### Data rows
* begin *
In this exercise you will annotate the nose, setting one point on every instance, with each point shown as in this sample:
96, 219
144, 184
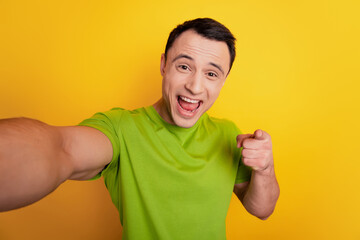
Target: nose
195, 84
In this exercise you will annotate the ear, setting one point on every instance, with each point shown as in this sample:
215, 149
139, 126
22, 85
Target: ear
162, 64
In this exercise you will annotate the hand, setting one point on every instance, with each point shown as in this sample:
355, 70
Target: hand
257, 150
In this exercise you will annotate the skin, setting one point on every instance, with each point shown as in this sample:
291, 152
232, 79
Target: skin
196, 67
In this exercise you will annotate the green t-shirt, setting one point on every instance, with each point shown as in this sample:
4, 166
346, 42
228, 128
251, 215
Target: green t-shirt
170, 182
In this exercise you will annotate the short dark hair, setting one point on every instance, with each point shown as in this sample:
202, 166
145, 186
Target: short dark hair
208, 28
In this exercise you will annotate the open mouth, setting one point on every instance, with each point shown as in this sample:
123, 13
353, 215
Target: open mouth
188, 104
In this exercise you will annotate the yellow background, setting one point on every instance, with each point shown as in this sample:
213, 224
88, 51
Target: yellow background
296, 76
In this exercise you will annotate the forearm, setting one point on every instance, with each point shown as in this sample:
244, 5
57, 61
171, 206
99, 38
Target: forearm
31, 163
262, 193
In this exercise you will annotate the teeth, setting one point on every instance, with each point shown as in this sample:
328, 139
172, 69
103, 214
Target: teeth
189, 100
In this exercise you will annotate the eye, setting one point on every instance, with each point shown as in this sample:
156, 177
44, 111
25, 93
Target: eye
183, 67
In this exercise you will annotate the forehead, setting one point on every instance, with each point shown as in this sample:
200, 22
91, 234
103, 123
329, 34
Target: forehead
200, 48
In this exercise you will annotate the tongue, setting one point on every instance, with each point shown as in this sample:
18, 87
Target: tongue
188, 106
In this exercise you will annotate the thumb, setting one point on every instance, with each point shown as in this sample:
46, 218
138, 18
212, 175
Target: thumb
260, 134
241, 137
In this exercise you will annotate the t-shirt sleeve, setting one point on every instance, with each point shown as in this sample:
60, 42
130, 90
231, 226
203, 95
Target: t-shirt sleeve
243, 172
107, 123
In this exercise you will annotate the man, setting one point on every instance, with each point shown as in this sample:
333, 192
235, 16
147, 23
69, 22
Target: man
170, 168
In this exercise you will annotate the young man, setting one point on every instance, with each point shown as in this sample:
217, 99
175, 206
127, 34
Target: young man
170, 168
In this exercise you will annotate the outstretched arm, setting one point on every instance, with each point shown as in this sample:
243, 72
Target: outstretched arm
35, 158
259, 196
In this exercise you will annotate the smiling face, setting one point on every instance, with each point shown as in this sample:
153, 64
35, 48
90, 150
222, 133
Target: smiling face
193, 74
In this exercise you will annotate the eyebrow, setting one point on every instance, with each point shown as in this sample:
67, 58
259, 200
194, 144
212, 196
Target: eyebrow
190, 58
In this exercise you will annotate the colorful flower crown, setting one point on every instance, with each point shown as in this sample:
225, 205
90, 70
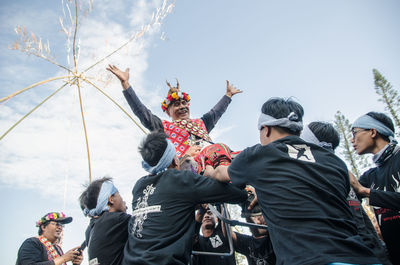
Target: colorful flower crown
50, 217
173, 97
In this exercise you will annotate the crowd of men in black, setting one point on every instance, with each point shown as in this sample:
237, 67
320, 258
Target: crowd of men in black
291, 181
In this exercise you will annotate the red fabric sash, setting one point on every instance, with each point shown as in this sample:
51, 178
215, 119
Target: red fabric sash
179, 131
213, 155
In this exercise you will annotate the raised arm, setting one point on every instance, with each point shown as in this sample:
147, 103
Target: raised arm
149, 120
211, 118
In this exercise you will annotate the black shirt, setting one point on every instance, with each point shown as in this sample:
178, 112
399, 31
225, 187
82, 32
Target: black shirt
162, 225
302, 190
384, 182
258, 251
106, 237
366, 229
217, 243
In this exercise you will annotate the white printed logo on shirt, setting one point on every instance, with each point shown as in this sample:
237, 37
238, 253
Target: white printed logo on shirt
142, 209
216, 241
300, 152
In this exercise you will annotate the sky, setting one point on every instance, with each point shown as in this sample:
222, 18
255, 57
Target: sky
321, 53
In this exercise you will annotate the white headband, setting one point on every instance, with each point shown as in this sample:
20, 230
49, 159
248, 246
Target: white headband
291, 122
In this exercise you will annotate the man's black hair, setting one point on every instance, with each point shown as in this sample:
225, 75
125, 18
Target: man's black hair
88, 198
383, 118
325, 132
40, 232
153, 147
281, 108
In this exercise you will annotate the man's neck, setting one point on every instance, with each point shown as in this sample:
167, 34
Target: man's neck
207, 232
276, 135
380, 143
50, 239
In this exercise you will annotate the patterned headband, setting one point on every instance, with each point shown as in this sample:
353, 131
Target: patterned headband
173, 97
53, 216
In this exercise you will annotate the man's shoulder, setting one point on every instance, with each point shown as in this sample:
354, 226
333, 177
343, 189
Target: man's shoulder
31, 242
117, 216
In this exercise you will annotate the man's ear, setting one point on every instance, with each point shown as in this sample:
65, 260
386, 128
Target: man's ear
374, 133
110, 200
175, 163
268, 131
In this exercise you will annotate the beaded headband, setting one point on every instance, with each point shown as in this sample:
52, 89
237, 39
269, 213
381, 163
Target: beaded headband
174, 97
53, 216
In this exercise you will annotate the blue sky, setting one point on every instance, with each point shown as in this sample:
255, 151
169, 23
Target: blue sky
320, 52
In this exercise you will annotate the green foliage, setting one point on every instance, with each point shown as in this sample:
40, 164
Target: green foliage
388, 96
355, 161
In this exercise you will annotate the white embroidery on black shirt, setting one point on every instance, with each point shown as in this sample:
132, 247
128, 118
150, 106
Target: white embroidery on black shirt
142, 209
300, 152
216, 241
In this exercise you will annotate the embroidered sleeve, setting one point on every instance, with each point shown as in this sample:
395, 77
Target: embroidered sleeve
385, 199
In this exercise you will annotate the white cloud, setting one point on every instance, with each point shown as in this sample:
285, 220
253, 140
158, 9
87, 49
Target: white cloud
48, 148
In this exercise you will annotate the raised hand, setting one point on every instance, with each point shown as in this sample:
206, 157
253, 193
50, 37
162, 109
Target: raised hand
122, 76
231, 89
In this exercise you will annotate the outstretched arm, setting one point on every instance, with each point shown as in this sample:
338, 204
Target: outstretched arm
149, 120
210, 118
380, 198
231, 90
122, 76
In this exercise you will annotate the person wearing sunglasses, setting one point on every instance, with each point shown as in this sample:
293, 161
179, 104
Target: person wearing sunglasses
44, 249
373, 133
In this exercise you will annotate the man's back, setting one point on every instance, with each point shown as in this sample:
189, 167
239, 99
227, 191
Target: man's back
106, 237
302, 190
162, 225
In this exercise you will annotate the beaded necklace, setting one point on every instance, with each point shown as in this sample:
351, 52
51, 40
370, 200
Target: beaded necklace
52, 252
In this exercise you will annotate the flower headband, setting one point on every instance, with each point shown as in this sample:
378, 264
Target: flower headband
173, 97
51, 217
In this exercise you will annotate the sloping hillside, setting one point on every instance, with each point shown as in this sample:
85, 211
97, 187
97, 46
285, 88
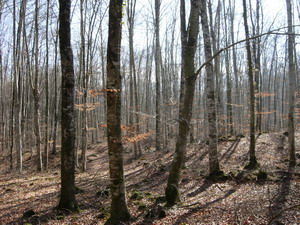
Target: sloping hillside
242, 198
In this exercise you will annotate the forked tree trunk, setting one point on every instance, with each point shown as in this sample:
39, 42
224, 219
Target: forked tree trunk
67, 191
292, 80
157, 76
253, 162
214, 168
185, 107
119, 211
* end *
### Aim of the task
Arrange the lines from the one containing "In this exercise you will annotate the sloping" through the end of the records as a JSON list of strings, one string per line and no blank lines. Leave the pictures out of the list.

### The answer
[
  "In this exercise you will annotate the sloping hillside, setting one point on every instance, with each point shown as in this sample:",
  "85, 211",
  "97, 187",
  "97, 46",
  "285, 88",
  "Target: sloping hillside",
  "242, 198",
  "In this exercise you will annotate the forked tree trunk, setting one point on every instance, with each point shown as in this sample:",
  "39, 42",
  "224, 219",
  "Target: forked tree trunk",
  "67, 191",
  "292, 80",
  "157, 76",
  "253, 162",
  "214, 168",
  "185, 107",
  "119, 211"
]